Region pointing data:
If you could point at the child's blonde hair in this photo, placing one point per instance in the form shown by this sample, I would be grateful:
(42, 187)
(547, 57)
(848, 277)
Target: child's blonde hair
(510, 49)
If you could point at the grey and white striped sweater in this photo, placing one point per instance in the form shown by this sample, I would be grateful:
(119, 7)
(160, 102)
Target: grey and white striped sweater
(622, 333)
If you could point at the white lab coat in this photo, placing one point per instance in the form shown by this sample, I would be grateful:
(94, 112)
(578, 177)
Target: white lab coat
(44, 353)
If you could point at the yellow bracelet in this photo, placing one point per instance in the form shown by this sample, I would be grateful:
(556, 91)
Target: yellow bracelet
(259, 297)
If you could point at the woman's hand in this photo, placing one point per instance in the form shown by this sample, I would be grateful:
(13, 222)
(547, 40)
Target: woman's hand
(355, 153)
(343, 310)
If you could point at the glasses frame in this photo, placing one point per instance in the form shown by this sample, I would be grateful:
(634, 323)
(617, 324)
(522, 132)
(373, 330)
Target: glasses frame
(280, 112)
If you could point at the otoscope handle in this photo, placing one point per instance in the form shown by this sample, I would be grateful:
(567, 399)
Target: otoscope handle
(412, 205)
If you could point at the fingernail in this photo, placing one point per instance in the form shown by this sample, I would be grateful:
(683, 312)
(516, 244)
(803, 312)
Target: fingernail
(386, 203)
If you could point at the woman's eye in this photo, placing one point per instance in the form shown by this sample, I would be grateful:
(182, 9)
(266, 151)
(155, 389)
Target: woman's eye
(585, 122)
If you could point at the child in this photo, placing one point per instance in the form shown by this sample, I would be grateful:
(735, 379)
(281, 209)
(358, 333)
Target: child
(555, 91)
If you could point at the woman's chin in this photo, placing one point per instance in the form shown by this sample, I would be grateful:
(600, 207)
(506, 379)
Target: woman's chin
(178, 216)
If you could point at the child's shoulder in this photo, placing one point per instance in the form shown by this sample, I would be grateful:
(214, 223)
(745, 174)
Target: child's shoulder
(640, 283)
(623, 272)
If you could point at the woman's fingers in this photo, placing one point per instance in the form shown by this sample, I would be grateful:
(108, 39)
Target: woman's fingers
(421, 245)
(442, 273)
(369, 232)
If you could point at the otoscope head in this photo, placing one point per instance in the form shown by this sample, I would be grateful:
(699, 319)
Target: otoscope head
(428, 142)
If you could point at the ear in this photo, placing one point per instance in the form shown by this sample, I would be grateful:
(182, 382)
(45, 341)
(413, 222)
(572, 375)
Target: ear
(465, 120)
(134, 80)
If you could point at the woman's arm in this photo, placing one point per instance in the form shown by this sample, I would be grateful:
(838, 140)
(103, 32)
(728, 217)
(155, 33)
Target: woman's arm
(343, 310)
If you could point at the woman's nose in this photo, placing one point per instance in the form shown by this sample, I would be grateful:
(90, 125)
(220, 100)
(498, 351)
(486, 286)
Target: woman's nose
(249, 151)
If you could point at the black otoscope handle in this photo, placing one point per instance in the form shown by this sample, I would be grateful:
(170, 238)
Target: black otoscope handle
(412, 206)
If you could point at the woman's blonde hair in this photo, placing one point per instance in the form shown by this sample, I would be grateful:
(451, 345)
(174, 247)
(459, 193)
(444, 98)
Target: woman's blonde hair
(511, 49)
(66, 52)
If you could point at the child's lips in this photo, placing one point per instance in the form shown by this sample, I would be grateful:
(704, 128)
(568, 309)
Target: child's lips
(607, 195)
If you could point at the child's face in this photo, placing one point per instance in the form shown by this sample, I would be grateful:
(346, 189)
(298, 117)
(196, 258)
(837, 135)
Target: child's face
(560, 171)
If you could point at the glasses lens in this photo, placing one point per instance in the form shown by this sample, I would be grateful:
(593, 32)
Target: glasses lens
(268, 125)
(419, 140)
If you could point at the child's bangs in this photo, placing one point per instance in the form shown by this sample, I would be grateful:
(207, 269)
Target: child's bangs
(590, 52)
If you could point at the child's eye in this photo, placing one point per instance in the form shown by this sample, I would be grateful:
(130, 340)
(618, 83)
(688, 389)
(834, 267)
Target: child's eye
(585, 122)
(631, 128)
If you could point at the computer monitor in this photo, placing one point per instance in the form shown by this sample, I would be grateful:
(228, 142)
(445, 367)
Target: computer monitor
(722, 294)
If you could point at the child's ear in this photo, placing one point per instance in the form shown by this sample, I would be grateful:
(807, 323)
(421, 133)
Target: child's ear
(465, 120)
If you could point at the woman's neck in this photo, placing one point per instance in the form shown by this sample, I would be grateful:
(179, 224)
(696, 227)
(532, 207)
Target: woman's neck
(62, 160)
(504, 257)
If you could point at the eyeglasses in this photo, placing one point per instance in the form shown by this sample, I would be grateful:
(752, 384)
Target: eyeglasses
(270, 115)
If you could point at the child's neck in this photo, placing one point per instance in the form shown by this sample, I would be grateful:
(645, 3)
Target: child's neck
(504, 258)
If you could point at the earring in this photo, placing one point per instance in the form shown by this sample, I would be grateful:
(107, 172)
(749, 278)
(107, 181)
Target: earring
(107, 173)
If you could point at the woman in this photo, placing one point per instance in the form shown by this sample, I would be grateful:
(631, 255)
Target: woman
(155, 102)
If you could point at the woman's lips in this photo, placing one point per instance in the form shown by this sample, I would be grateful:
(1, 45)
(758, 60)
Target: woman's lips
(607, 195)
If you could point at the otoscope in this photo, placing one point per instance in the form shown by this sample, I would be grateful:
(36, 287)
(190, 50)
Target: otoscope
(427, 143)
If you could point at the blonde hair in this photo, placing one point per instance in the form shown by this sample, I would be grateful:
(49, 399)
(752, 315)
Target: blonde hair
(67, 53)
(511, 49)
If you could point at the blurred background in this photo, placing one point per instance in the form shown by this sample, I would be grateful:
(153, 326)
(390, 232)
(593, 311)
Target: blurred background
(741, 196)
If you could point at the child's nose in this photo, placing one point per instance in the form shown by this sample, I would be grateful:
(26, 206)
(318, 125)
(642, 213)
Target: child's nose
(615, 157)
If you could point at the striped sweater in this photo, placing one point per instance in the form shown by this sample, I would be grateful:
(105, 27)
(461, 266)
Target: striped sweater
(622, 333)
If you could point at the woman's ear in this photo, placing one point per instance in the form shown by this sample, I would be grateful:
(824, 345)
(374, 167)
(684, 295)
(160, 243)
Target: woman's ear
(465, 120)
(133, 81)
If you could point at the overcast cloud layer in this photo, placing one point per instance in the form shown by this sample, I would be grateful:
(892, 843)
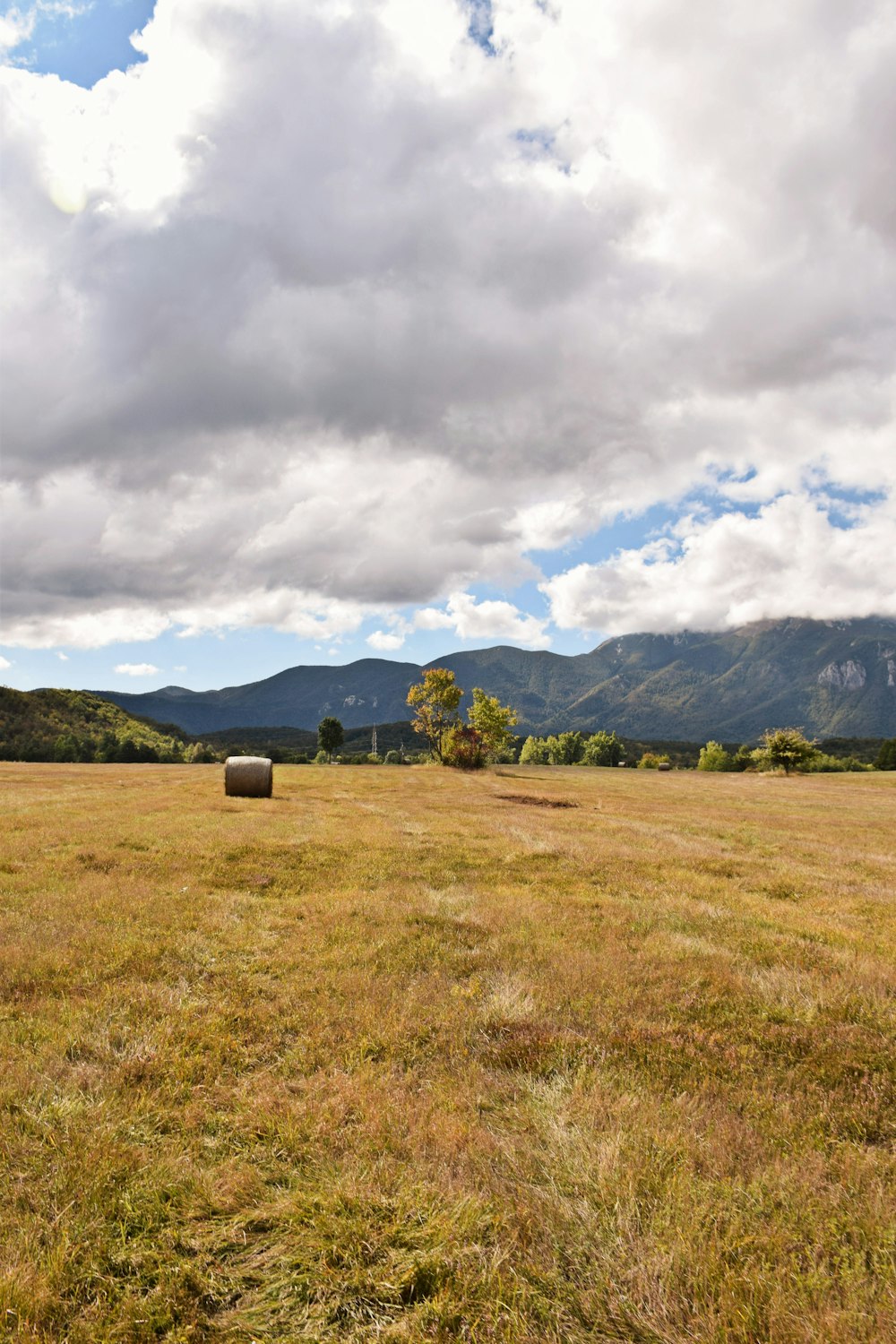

YOUR OBJECTIVE:
Print the data again, word for word, without any pictures.

OUTPUT:
If you could point at the child's blonde hair in this photo, placing one point per instance in the form shown by this sample, I would be grateful:
(42, 187)
(547, 57)
(848, 277)
Target: child's blonde hair
(510, 49)
If you could point at the grey and white striped sweater in this photo, placing one point per instance in the form shown by this sample, I would be grateful:
(119, 7)
(160, 102)
Target: grey and white striped sweater
(622, 333)
If you could point at the white lab coat in this photo, placing one point per instance in the form shown by this sample, I would be grateful:
(94, 112)
(578, 177)
Target: white lab coat
(44, 353)
If you could point at the yellow bracelet in this photo, placing one point per instance in the form shown by this sample, I would be grateful:
(556, 91)
Target: yellow bracelet
(259, 297)
If you could point at the woman's hand in this photo, placing one point per instance in the form shown by this sample, I would be grateful:
(13, 222)
(547, 40)
Target: woman's hand
(355, 153)
(343, 310)
If you could point at the glasses frame in this photo, placing one point per instance in the form shown by this sample, I would be grateful:
(634, 323)
(617, 324)
(522, 132)
(373, 330)
Target: glasses frame
(280, 112)
If you could point at the otoscope handle in this photo, placing one point per instance in the form shown by this sample, I would be grateful:
(567, 399)
Target: otoscope handle
(412, 205)
If you could point at the fingernail in this photo, placing one point per instance in the form shown by this sample, I would be grateful:
(683, 312)
(516, 244)
(803, 312)
Target: fingernail
(386, 203)
If you could point at the woman's eye in this photo, placing one point per instance in the form shown by this sample, I would be grateful:
(182, 9)
(266, 151)
(155, 389)
Target: woman's eye
(585, 122)
If you could point at the child in this photo, placing one point per instance in the form shown by this sample, I would be grateful:
(735, 379)
(281, 209)
(358, 333)
Target: child
(555, 91)
If you could point at the woman's chin in this photo, placing one point per instance in the form shown by this sample, I would be grateful:
(600, 207)
(506, 379)
Target: woman's chin
(178, 216)
If you could point at the child's shoulder in this photo, placing one point per instance in the form shown by this sample, I would be grateful:
(214, 223)
(745, 174)
Target: child's shoulder
(640, 283)
(623, 272)
If you could point at the woman's fingers in this photo, placing one point per instance in the form shown by this sample, I would be grateful:
(108, 39)
Target: woman's fingers
(421, 245)
(442, 273)
(369, 232)
If you could point at the otoscope head in this photo, placing one point per instance in the form shown by this sample, I would be grateful:
(699, 319)
Target: otoscope head
(428, 142)
If you could point at the ear in this photo, placing one point per instance in the form shown by this sample, I would be grateful:
(182, 382)
(45, 341)
(413, 222)
(572, 375)
Target: ear
(465, 120)
(134, 80)
If you could point at the woman's arm in this photo, placing one point per instance in the form shown by this sample, I would be grateful:
(838, 140)
(103, 32)
(728, 217)
(155, 33)
Target: woman's arm
(343, 310)
If you could point at the woman's nose in this photo, placing one point per instance in the form shown by this sample, I would be grateful:
(90, 125)
(220, 100)
(498, 351)
(486, 286)
Target: woman's nose
(249, 151)
If you could point at the black otoscope handle in this photo, placing one point per instance in the form shown by this sample, I would be grateful:
(170, 238)
Target: black otoscope handle
(412, 206)
If you could point at the woman's blonde hair in this photo, placing one point per instance in the form shown by this sample, I would be grateful:
(451, 345)
(174, 247)
(459, 193)
(444, 98)
Target: woman's blonde hair
(511, 49)
(66, 52)
If you could point at the child's lips in this photo, placing one point per instance in the form shown by this sample, I would be grateful:
(704, 128)
(568, 309)
Target: child's lips
(607, 195)
If you could point at the child's face in this photo, placing one point per instance in the form shown by this sample, I would be grateful:
(346, 189)
(298, 117)
(196, 258)
(837, 135)
Target: child's face
(560, 171)
If you could point at the glasses lens in this photo, placing one point per instance in the form shown by this sample, I would be grateful:
(593, 32)
Target: glasses lens
(268, 125)
(419, 140)
If you could point at the child's bangs in this photo, placing one point per instance in the form shown by this sample, I would be grateful:
(207, 269)
Target: child's bangs
(590, 52)
If you could point at the child's eye in this photo, placing one point per instance in the form shown by this sample, I would be grateful:
(130, 340)
(618, 83)
(688, 389)
(834, 267)
Target: child's eye
(585, 122)
(631, 128)
If you could point at the computer monitor in this photo, placing one point per instance in the form shown by this sample, I would be grateful:
(228, 142)
(445, 367)
Target: computer monitor
(722, 294)
If you could point at the child's ear in this photo, placing one point per instance in the form shown by this sample, I would be grateful:
(807, 323)
(421, 133)
Target: child's ear
(465, 120)
If you could point at the woman's neck in this photo, placing one point per instance in the form shown by this sample, I would be grateful:
(179, 224)
(696, 227)
(532, 207)
Target: woman's neck
(62, 160)
(504, 257)
If you could point at the eyeglasses in this photo, placing one point per instance in the form shown by this sample, I would be grateful:
(752, 384)
Target: eyeglasses
(270, 115)
If you could point at the child's neck in this photo, placing one point per instance in the form shown by this sample, I would be grateful:
(645, 3)
Target: child's neck
(504, 258)
If you could point at the earring in this photo, placing one point per instance in the form shown by this sample, I would be grateful:
(107, 172)
(749, 278)
(107, 181)
Target: earring
(107, 173)
If you could point at the woman in this photo, placing one point per instance in the form shown by this sample, I would be grateful:
(631, 255)
Target: woman
(155, 102)
If you could point at the woman's lips in this photo, placing one point per instance in the form shown by this sample, I would be grateful:
(1, 45)
(758, 60)
Target: woman's lips
(607, 195)
If you could point at the otoscope in this photo, placing one point per instance in the form shown by this sample, I would be grateful:
(36, 287)
(190, 50)
Target: otoscope
(427, 143)
If you could point at the blonde hair in this photo, placing one point per instance in the form shown by this sample, I would be grateful:
(49, 399)
(752, 315)
Target: blonde hair
(67, 53)
(511, 49)
If you could point at the blurred background in this photo, placing one point per instance in the form shown by this sample, I would be grateful:
(153, 326)
(390, 232)
(593, 311)
Target: blurred background
(741, 196)
If you could point at the child's nose in this photo, placing one point per instance in the form shown by this sample, I would be grateful:
(26, 206)
(318, 125)
(642, 213)
Target: child's nose
(615, 157)
If you could point at the striped sweater in this photo, placing one point per instance in the form shown by this sample, I would be grateful:
(105, 27)
(461, 266)
Target: striped sweater
(622, 333)
If you could point at the woman's ear in this photo, placing one point per instance in the form shown by this sample, I would be grateful:
(824, 345)
(374, 167)
(684, 295)
(160, 243)
Target: woman's ear
(465, 120)
(133, 81)
If you could point at the overcast cloud layer in this photo, placing one point per instance in the form shown by this sample, I would be grateful:
(892, 843)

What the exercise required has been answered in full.